- PROBLEM -
Extract every line of the items below that contains the string "house". Matching is case-sensitive.

- LISTED ENTRIES -
▬▬▬▬▬▬
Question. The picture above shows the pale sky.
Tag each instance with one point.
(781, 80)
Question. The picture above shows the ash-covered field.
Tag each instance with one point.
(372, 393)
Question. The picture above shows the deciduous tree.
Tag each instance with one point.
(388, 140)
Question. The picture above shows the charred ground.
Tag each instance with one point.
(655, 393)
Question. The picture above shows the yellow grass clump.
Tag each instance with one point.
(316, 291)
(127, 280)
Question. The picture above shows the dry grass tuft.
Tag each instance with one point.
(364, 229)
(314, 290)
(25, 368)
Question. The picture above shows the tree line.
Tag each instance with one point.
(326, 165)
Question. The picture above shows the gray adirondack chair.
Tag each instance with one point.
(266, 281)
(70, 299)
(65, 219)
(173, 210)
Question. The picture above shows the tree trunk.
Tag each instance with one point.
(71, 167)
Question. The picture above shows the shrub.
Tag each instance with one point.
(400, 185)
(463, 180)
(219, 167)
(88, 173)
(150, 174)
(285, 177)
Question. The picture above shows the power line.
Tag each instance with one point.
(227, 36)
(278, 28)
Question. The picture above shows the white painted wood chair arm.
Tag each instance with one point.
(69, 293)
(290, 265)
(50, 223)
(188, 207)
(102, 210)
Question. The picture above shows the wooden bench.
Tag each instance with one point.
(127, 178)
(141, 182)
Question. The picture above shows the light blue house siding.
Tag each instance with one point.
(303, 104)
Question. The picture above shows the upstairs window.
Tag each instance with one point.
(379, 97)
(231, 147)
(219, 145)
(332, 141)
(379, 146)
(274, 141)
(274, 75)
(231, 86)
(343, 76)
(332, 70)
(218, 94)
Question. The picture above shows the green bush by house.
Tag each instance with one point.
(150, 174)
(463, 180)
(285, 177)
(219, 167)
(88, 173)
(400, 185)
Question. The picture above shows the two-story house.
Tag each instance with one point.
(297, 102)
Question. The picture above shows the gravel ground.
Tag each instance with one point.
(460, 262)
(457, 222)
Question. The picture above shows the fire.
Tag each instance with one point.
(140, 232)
▬▬▬▬▬▬
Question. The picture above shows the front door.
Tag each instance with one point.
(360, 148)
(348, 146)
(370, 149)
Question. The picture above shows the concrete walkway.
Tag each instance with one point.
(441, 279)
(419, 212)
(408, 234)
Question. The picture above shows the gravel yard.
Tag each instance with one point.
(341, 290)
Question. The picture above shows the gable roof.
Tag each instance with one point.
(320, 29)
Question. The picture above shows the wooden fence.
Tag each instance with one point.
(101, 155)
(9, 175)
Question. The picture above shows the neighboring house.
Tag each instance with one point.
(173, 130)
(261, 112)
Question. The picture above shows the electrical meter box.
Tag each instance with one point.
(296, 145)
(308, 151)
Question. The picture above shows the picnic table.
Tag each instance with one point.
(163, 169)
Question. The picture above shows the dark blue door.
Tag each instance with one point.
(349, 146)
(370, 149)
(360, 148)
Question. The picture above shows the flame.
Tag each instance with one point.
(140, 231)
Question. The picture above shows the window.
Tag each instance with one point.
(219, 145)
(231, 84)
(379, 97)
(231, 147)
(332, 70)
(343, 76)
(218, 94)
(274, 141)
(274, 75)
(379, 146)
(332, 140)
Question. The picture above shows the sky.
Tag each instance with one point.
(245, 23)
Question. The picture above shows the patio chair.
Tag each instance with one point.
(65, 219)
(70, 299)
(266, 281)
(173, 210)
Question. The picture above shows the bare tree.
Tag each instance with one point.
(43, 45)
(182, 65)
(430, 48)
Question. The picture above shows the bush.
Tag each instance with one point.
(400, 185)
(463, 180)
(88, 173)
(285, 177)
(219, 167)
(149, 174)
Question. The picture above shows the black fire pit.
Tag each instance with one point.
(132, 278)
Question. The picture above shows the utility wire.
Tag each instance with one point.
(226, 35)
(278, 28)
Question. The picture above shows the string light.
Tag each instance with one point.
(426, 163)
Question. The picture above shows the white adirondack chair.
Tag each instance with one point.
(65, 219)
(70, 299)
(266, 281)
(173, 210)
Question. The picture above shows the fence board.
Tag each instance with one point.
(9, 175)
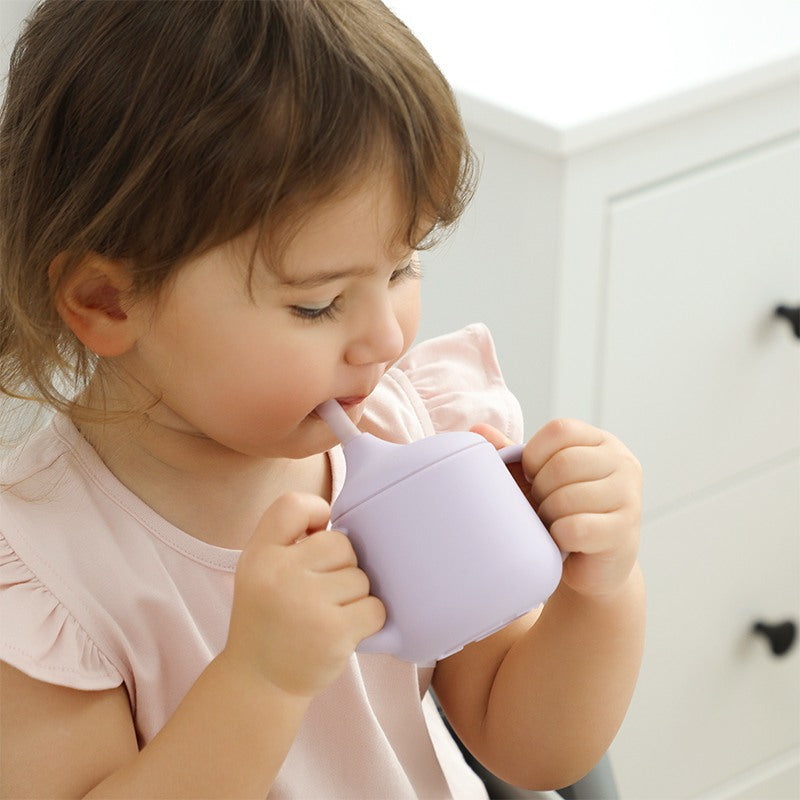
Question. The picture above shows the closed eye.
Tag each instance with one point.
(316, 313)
▬▬▬▬▬▬
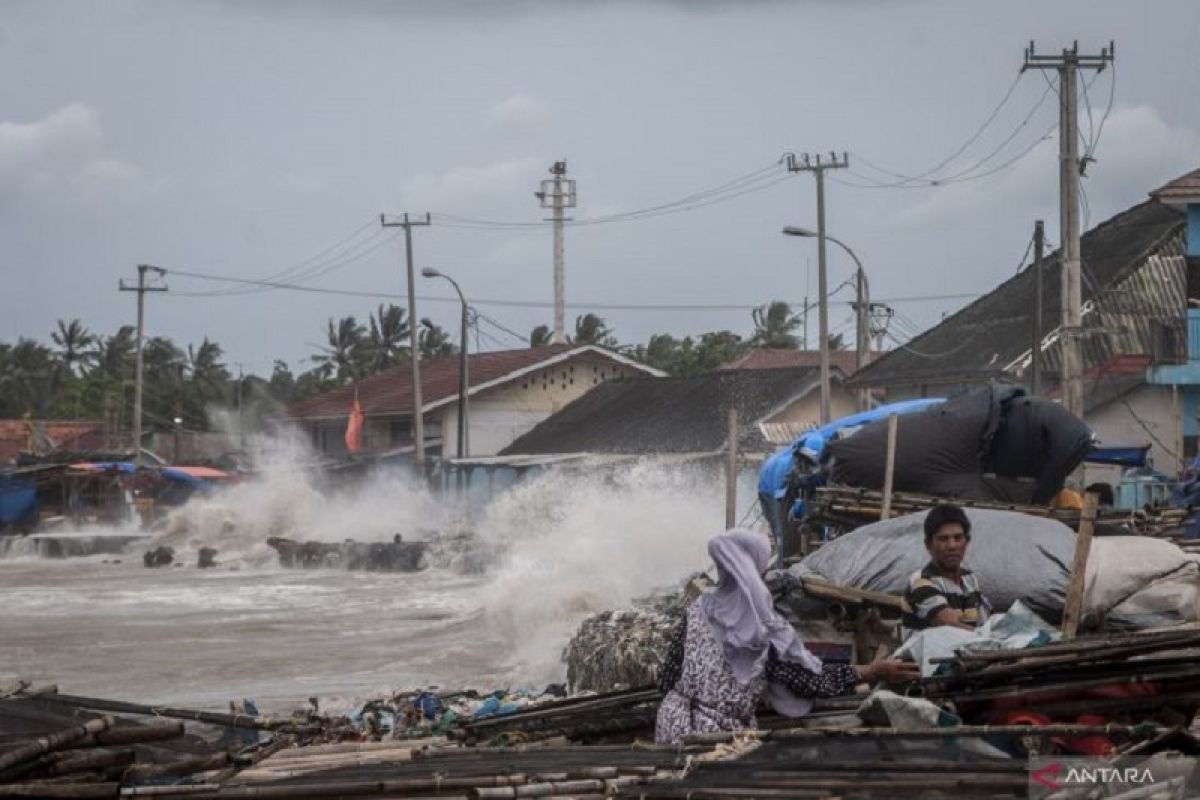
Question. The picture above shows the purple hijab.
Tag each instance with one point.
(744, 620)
▬▬▬▬▬▬
- FINISHED TASK -
Question. The picture above shows the light blue house siding.
Question. The picture above shows the green bush by house.
Question. The picture above shows the two-story house.
Question. The picture above shows the neighboring house.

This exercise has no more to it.